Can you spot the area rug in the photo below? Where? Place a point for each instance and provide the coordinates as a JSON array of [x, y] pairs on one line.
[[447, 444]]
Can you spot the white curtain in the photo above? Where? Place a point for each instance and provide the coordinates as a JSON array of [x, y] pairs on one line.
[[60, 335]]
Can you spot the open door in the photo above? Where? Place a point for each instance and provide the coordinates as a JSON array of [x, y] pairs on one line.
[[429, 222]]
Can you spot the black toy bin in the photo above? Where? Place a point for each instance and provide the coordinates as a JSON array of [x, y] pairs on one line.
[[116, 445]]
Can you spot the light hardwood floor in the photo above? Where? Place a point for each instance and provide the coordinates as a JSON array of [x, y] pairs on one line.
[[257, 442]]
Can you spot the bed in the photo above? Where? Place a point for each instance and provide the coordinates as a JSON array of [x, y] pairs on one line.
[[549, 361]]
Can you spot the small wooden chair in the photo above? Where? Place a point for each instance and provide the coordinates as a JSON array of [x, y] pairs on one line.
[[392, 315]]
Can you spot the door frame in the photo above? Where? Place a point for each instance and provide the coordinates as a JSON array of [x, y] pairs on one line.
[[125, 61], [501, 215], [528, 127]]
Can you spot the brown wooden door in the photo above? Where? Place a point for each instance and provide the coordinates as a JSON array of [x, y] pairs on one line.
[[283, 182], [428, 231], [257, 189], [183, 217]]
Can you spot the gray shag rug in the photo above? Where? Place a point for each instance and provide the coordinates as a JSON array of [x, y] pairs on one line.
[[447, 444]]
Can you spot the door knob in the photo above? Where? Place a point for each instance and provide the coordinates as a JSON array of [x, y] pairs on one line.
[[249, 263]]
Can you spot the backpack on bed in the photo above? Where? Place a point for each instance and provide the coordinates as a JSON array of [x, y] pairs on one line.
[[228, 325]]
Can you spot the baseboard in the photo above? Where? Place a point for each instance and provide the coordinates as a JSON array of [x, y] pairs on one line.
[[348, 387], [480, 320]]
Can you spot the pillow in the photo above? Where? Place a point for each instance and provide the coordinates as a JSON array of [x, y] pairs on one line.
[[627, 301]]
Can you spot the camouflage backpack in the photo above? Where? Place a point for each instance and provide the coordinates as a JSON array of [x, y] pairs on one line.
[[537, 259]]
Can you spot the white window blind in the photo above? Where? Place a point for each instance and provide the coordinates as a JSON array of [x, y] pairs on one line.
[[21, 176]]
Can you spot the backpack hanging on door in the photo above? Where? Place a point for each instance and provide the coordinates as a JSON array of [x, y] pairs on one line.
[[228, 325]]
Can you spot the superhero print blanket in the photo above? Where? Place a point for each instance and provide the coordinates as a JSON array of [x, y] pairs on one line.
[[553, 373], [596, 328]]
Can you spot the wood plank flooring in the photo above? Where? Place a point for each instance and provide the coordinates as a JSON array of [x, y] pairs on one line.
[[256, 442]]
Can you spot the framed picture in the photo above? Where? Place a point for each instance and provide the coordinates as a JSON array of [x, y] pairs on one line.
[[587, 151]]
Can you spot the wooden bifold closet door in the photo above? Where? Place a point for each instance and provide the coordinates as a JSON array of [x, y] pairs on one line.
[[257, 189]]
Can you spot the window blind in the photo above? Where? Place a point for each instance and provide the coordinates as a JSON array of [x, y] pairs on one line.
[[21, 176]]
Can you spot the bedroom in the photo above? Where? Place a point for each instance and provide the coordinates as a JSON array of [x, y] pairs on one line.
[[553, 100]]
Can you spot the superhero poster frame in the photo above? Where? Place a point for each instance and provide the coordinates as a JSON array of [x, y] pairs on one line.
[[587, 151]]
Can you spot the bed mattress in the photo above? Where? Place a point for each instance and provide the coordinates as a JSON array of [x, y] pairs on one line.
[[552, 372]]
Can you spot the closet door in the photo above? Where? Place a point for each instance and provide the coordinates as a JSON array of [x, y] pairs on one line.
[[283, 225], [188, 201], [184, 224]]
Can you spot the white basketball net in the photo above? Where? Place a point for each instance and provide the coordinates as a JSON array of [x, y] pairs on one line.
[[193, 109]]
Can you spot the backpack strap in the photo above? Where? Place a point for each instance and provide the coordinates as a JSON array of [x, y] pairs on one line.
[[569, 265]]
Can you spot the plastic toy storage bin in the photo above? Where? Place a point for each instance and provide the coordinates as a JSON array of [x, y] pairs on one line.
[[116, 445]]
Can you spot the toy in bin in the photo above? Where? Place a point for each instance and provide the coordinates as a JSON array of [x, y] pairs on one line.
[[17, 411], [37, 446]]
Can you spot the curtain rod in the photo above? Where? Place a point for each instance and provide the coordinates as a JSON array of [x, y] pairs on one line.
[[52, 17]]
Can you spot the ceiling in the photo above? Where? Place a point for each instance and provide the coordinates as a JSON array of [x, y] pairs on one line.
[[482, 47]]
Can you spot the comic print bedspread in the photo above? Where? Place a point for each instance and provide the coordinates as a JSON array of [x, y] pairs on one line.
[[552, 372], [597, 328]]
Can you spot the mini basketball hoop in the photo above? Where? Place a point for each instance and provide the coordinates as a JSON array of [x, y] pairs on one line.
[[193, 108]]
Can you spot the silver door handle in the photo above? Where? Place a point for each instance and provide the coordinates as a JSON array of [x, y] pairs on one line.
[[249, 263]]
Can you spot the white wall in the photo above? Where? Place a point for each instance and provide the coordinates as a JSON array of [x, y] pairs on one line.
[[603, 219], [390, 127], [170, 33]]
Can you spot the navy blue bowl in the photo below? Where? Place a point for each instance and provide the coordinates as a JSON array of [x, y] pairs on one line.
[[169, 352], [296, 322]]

··········

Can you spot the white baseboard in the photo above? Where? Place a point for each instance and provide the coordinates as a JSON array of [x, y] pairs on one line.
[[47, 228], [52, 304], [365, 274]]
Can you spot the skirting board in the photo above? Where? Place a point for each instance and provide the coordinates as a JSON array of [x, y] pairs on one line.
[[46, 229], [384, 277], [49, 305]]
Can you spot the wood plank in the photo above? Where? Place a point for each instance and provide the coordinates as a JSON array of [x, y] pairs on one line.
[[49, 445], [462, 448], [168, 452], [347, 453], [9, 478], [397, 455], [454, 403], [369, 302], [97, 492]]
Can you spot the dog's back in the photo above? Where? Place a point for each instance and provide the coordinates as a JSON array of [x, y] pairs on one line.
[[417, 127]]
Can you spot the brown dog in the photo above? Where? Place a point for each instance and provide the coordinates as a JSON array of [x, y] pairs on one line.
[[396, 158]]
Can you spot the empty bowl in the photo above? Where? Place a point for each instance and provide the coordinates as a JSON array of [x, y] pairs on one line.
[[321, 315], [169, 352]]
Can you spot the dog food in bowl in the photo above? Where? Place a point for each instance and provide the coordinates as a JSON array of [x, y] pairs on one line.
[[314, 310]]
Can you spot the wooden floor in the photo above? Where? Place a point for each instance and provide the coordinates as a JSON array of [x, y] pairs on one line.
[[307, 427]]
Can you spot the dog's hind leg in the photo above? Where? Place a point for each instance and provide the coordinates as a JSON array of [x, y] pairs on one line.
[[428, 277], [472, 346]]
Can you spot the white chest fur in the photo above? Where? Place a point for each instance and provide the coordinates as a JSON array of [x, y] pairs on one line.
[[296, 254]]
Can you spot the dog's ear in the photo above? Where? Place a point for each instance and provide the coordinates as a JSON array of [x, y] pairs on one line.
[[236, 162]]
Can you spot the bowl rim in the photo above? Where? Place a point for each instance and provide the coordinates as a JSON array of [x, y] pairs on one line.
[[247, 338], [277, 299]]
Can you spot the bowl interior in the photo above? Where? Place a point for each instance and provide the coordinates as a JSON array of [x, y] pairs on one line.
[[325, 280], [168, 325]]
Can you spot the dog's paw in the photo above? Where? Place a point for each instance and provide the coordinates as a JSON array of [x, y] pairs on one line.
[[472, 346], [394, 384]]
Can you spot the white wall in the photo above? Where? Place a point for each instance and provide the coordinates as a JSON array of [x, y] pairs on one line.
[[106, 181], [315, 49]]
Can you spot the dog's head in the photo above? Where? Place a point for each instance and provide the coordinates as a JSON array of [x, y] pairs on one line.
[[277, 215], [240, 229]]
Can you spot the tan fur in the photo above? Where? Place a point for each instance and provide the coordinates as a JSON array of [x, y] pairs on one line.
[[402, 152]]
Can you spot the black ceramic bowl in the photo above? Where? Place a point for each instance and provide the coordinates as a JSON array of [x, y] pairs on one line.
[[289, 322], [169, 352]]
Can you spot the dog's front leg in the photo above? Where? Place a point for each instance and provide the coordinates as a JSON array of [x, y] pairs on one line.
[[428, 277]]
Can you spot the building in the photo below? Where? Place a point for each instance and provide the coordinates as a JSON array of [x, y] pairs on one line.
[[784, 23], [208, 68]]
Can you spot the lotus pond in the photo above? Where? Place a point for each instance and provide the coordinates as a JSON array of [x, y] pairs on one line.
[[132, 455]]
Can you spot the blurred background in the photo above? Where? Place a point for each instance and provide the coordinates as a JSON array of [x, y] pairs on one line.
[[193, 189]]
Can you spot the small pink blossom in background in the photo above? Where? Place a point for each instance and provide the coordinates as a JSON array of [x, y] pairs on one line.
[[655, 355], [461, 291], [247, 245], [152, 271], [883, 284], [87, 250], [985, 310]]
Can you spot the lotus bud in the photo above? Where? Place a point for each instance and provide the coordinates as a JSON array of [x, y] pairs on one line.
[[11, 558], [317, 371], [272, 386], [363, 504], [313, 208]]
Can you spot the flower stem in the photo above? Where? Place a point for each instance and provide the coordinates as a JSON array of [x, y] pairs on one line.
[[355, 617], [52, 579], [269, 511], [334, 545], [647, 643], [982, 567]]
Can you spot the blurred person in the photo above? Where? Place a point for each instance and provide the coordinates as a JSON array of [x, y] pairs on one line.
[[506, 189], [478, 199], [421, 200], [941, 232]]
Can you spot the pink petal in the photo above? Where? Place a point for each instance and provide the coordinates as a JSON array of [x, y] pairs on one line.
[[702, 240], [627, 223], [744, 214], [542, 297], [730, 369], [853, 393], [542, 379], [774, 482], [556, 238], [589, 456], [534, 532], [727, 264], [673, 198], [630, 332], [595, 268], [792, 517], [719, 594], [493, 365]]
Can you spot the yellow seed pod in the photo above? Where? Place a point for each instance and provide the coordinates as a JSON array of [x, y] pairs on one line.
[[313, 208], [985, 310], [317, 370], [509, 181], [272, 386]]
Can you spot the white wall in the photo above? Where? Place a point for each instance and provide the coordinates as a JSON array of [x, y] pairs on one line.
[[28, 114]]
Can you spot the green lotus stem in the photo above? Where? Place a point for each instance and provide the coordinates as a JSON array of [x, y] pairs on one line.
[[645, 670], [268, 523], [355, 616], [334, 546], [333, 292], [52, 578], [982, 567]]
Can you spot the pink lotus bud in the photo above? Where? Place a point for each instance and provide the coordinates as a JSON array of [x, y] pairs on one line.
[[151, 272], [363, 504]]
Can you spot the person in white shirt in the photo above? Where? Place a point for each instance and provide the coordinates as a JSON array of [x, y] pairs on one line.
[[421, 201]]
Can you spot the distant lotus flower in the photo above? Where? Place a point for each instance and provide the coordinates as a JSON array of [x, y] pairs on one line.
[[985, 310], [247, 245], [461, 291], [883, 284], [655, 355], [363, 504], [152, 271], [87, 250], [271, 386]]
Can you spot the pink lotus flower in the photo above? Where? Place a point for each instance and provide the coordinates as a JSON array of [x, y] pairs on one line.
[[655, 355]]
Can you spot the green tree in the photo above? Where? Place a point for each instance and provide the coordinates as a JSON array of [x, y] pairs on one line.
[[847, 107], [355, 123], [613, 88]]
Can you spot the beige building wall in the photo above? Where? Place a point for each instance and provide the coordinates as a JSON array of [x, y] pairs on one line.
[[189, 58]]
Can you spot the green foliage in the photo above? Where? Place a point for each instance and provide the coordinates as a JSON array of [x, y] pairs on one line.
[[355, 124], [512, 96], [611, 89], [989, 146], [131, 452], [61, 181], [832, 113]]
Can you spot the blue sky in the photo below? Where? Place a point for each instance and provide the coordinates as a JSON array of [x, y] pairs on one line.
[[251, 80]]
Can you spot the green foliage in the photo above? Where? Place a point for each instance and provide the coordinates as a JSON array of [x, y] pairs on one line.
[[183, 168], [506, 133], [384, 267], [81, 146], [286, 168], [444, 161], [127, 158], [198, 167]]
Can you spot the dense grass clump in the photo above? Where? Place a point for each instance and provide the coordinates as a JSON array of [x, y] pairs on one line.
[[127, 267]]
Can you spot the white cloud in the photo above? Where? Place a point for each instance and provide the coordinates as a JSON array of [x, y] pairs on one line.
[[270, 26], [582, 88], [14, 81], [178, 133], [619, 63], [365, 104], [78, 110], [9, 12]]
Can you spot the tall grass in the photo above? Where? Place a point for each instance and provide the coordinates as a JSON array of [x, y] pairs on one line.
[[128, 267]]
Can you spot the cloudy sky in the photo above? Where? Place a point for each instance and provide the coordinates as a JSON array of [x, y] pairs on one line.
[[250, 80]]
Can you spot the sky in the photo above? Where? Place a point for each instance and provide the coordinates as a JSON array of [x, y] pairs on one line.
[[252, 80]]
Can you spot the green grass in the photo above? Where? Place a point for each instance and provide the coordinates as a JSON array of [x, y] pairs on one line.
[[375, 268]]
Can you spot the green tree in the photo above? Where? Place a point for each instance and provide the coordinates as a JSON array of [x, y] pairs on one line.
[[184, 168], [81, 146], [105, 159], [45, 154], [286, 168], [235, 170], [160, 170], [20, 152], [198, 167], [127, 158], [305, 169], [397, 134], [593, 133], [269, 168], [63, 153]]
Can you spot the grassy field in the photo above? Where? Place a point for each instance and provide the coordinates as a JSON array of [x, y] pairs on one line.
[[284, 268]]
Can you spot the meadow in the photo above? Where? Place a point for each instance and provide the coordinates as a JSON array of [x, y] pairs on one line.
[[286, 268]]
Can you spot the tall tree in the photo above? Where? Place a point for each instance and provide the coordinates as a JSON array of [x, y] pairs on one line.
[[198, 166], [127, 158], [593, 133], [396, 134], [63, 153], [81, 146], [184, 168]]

··········

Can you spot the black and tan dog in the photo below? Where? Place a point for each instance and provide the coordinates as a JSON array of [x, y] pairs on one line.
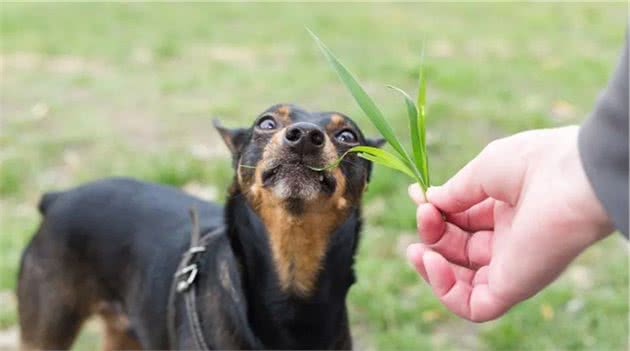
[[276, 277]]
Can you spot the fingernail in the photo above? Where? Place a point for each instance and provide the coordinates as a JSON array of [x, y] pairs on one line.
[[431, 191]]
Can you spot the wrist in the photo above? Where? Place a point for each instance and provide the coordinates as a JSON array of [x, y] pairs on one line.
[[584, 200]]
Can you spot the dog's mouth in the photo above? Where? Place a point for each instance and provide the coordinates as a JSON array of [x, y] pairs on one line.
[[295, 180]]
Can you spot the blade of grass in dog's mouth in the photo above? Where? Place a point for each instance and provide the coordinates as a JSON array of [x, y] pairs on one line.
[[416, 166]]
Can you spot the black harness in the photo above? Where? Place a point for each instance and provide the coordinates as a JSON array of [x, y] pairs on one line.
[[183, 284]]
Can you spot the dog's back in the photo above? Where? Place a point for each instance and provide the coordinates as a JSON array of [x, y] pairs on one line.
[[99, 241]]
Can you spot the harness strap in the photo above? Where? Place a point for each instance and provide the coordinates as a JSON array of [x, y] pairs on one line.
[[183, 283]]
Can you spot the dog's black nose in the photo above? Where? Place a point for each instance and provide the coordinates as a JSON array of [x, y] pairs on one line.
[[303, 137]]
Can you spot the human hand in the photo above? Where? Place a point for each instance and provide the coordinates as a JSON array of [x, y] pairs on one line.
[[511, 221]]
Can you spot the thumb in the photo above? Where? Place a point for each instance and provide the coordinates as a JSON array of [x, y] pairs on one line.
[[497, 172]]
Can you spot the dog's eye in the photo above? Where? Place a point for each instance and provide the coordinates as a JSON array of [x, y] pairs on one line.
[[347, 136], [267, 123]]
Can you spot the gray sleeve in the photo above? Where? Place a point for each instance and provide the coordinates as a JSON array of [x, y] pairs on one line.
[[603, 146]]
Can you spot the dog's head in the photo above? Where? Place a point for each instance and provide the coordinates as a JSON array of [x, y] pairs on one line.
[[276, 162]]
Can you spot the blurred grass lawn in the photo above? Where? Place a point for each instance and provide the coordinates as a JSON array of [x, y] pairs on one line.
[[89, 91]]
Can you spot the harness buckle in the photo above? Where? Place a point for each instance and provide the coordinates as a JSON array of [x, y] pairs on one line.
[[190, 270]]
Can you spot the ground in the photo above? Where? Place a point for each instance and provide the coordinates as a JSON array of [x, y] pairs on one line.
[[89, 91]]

··········

* [Task] Copy out, word for word, the lines from the one that contains "Can you spot the white basketball" through the one that contains "[[169, 352], [296, 322]]", including both of those lines.

* [Exercise response]
Can you spot the white basketball net in the photo above? Where? Place a point for each instance and provide the coordinates as a JSON array of [x, y] pairs on one line.
[[193, 109]]
Can you spot the backpack strap in the photo above? Where? Place a point for each instance and provide the coordinates as a JSON array of [x, y] pairs on one line.
[[569, 265]]
Can you spot the plastic toy storage bin in the photo above? Where? Place a point for each instance and provide the coordinates as a JSON array of [x, y] pairs on one line.
[[116, 445]]
Can you spot the toy in bin in the photo above? Where? Place a point for each instance and provide the coordinates as a JSON array of [x, y] pairs on one line.
[[17, 411], [37, 446]]
Can you spot the curtain rod in the photo above? Where? Place a point for each instance and provide the coordinates as a JSON array of [x, y] pairs on one line.
[[52, 17]]
Can you spot the ceiling in the photo above? Where? Place a point for each instance and provide the coordinates as a JSON array of [x, y] pairs on one line.
[[482, 47]]
Can you spot the comic print bedspread in the photo above? Where? Place a point for each instance and provide the coordinates as a JSON array of [x, y] pairs on one line.
[[552, 372], [597, 328]]
Can you spot the mini basketball hoop in the photo above? Where? Place a point for each instance and provide the coordinates as a JSON array of [x, y] pairs on one line.
[[193, 108]]
Can you spot the silver door handle in the photo above? Where? Place a point for each instance and provide the coordinates as a JSON array of [x, y] pairs on one line.
[[249, 263]]
Can you spot the white wall in the photo above? Where? Place a point for each instance and provide the coordinates as a JSON array of [x, y] pairs on one line.
[[603, 219], [390, 127], [170, 33]]
Can you spot the navy blue bowl in the photo below? Where? Place a point for each instance and provide the coordinates as a JSON array of [x, y] pairs on one line.
[[169, 352], [296, 322]]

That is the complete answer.